Task to complete: Could you return each line below without altering a word?

Records drawn from a dataset:
%%
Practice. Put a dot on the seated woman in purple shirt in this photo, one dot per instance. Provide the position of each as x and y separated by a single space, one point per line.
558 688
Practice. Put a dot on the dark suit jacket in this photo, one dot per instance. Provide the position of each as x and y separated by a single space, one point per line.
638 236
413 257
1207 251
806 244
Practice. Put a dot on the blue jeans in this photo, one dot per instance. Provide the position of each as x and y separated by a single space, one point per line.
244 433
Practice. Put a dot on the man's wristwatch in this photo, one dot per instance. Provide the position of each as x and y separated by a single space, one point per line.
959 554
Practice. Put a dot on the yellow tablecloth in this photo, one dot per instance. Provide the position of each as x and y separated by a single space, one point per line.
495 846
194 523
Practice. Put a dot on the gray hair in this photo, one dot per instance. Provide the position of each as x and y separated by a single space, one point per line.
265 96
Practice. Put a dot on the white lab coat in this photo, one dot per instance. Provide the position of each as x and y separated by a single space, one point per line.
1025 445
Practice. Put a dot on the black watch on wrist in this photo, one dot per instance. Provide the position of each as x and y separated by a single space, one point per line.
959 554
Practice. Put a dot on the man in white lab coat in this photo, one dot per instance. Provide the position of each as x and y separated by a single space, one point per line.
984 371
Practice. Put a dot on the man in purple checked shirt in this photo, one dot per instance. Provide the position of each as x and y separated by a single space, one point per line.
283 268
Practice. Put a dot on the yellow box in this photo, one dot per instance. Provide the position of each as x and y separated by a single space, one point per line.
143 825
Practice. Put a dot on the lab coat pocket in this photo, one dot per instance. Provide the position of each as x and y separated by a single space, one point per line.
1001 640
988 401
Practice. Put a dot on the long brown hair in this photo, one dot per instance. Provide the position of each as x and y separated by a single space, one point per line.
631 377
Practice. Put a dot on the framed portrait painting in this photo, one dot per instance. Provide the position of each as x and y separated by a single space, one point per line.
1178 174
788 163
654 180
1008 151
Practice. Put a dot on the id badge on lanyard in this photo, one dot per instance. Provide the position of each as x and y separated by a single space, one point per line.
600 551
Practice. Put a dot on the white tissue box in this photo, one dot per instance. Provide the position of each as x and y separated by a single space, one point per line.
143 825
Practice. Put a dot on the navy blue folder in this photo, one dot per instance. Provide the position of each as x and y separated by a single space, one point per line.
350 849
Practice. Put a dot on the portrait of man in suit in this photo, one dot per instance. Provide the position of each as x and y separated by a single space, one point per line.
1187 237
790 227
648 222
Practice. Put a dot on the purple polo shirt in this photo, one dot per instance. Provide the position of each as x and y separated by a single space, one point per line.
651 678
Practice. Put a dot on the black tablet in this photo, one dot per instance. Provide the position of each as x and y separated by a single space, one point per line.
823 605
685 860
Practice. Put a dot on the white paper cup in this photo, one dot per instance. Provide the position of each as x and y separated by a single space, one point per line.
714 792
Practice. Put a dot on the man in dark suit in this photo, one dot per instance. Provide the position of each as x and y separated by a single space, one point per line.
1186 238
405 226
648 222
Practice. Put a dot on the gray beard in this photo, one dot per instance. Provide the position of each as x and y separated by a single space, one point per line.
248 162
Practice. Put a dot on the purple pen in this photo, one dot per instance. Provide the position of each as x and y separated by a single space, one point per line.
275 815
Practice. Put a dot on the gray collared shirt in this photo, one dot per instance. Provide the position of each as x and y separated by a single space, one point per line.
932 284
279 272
%%
Solution:
Practice. Put a dot on the seated woman in purple shirt in this photo, one dot per instance. Provide the position of each as x and y separated by a single space, one point per line.
558 688
Practice. Put a dot on the dark suit jacket in this photo, one dot per instance. Provide the position of each as x and y separated by a single space, one point per line.
638 236
413 257
1207 251
806 244
Practice. Put a dot on the blue jeans in this photo, one dot per instance. Provide the position of each as x and y separated by a single space, one point per line.
244 433
Practice. Put a dot on the man's wristwatch in this photo, one dot per instance. Provide the position of each as x and y separated by a single space, one point per line.
959 554
Practice. Put a dot on the yellow tablecloth in this photo, one dot per instance. Provide the position of each as x and y separated by a single space, one point per line.
495 846
194 523
Practice. Put a dot on the gray hair in this photo, one dot per instance. Provide the position of each as x and y separated by a single space, one point per line.
265 96
Practice. Put a dot on the white lab coat in this photo, one dot per instance. Provide the position of each as x and y separated by a single space, one point per line.
1025 445
Practice. Put a dot on the black watch on wrist in this photo, one dot per instance. Provide the position of each as x and y separated by a single space, one point per line.
959 554
Practice. Put a dot on the man in white lab coat in this photo, one dot per instance. Provide the position of each as x and y separated by a single space, one point per line.
984 371
Practice. Put a dot on the man in purple checked shirt in this photo, one dot per instance. Provide the position of each as x and y separated by a single space, one point per line.
283 268
Practice. Put a dot on the yellow box in this photo, one dot per instance. Provide the position of each as x and y separated by a single space, one point per line.
143 825
Practice. Put a dot on the lab coat pocket in this photo, one dot per instance. Provide the position of each as x and y separated by a single space, one point per line.
1001 640
988 401
Practice. Put a dot on the long brown hair in this photo, one dot per instance. Provide the position of each as x and y separated by a single space, one point per line.
631 377
Practice. Put a dot on the framed portrait painting in this photo, one dot per instance. Provide the position of each as x and y separated by a single space, one point per line.
1178 174
788 163
654 180
1008 151
Practice. Put a dot on the id badge on lanyard in this photo, one dot per instance. Provide the position of each as x and y separated by a single space, one point per line.
600 551
Practice. Put a dot on the white tissue box in this photo, one dot per instance. Provide the position of each as x and y separated by a single space, one point per line.
143 825
Practice. Put a dot on the navy blue folder in this photo, one dot per instance. Provide the position of each as x and y separated by a single space, one point per line.
350 849
Practice. Put a dot on the portrait of man in suit in this photo, one dot per instance. Provide the position of each as x and y separated by a single space, one point per line.
1187 237
790 227
648 222
Practice. Put a dot on the purple polo shirt in this photo, one dot per instance. Provide the position of each as x and y separated by a single space, one point per line.
651 678
Practice. Put a dot on the black tablet in this photo, one dot per instance. Provide the position of each as x and y separated by a single space, one point per line.
823 605
685 860
Practice. Put a dot on the white paper cup in this photo, one dot per instance. Provide the position of each as x and y separated by a single space, one point per line.
714 792
Practice. Put a dot on the man in dark suit in this photo, one dot per instance. Provide the position of each as x and y separated by a single space, one point per line.
1186 238
405 226
648 222
Practice. Put a dot on the gray beard in this photo, one dot per instance. Provide the position of each as x and y separated by a single space, one point per line.
248 162
Practice. Put a dot on the purple pen in this photo, one dot per instance. Provide the position of each as x and y separated by a single space, one point per line.
275 815
Practice. Put a dot on the gray collared shirt in this photo, one dot per instance. Provide the position of each as x and y separated by a single space, one point per line.
932 284
279 272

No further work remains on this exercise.